EXCERPTED TEXT:
start

Michel Serres is a winner.  But then, we knew that already.  We’ve written about him here and here and here.

Here’s the latest evidence:  He’s one of the five winners of this year’s Dan David Prize, which was announced last week by the Dan David Foundation and Tel Aviv University. The other winners include Leon Wieseltier, literary editor of The New Republic, and Esther Duflo, a French economist who studies poverty in the Third World and has been active in the fight against malaria, and epidemiologist Alfred Sommer, and Sir Geoffrey Lloyd, a Cambridge historian of the philosophy of ancient Greece.

Haaretz described Michel Serres as “a French scholar whose work on the atrocities  of war has helped seal his reputation as one of the greatest French philosophers living today.”

Each year, three $3 million awards are made in three dimensions: past, present and future. Serres was recognized in the present dimension under “Ideas, Public Intellectuals and Contemporary Philosophers” Wieseltier represented “the present,” too – so they’ll split the million.

Here’s what the David Prize people had to say:

Michel Serres is a French master thinker of the old school, with an intimate knowledge of the western tradition in philosophy and science, from its origins to the present, a passionate curiosity about the present and the willingness—and the ability—to enter productively into discussion of a vast range of current questions. His career began with an enormous and penetrating investigation of Leibniz’s use of mathematical models, which continues to be a standard work, and rapidly developed into a series of inquiries: into the history and nature of mathematics, epistemology, moral philosophy and humanity’s relations with the natural world.

end

Records from an annotation dataset:
start

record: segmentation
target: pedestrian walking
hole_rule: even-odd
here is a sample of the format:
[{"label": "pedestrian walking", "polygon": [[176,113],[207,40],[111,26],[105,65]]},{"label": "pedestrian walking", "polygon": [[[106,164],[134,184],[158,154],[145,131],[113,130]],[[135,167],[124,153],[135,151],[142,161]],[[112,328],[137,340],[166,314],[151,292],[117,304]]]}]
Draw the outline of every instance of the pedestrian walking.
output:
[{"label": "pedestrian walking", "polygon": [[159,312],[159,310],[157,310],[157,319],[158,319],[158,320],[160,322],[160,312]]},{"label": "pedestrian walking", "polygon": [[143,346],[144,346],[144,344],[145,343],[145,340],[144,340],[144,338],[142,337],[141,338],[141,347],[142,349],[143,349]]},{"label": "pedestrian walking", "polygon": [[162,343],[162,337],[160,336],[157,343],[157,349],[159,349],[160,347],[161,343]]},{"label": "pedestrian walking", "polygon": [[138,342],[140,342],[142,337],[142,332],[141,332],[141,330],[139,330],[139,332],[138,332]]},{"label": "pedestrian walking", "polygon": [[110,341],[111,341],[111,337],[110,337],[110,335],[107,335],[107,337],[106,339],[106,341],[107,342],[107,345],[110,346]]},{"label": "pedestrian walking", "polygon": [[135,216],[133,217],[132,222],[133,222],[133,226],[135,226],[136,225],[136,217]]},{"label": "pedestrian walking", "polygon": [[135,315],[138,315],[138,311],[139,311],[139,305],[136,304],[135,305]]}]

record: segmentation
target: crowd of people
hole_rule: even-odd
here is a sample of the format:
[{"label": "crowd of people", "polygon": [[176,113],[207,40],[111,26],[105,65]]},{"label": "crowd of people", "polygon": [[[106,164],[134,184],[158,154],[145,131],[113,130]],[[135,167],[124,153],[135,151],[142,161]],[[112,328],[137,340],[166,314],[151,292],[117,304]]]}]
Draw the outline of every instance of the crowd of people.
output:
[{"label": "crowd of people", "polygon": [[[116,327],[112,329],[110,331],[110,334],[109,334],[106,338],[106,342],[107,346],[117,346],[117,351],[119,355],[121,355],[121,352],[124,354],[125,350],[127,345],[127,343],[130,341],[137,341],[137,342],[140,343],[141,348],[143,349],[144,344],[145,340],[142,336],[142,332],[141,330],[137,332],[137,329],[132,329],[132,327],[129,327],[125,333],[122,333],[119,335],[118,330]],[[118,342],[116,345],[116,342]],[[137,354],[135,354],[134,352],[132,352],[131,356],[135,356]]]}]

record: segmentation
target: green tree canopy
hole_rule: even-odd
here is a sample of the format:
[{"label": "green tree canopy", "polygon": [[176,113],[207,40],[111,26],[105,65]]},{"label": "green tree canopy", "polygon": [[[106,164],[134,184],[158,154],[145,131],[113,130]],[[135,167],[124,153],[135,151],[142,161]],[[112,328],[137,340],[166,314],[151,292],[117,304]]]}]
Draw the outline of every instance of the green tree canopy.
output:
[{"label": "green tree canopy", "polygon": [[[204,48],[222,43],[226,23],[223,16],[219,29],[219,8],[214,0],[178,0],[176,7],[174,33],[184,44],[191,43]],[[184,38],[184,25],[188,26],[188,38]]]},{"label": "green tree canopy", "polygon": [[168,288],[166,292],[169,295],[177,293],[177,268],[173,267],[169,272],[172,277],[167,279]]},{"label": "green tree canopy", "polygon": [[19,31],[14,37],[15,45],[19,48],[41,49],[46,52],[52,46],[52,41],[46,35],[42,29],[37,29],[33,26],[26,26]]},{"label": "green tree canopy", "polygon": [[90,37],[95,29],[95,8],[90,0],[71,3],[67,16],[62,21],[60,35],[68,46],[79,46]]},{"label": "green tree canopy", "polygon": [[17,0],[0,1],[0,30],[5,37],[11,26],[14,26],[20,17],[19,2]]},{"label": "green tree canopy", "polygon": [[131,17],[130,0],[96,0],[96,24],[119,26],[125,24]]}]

end

EXERCISE INSTRUCTIONS:
1 - Name every winner of this year's Dan David Prize mentioned in the Michel Serres piece.
2 - Set down the Michel Serres piece from "Each year, three" through "split the million.", starting at the first of those words and stopping after the last.
3 - Do these statements agree with the Michel Serres piece? Answer yes or no for each, quoting the words that decide it. (a) The prize was announced by the Dan David Foundation and Tel Aviv University. (b) Serres's career began with a study of Kant. (c) Esther Duflo is a French economist.

SOLVED PROBLEMS:
1 - Michel Serres, Leon Wieseltier, Esther Duflo, Alfred Sommer, Sir Geoffrey Lloyd

2 -
Each year, three $3 million awards are made in three dimensions: past, present and future. Serres was recognized in the present dimension under “Ideas, Public Intellectuals and Contemporary Philosophers” Wieseltier represented “the present,” too – so they’ll split the million.

3 -
(a) Yes: "which was announced last week by the Dan David Foundation and Tel Aviv University"
(b) No: "His career began with an enormous and penetrating investigation of Leibniz’s use of mathematical models"
(c) Yes: "Esther Duflo, a French economist who studies poverty in the Third World"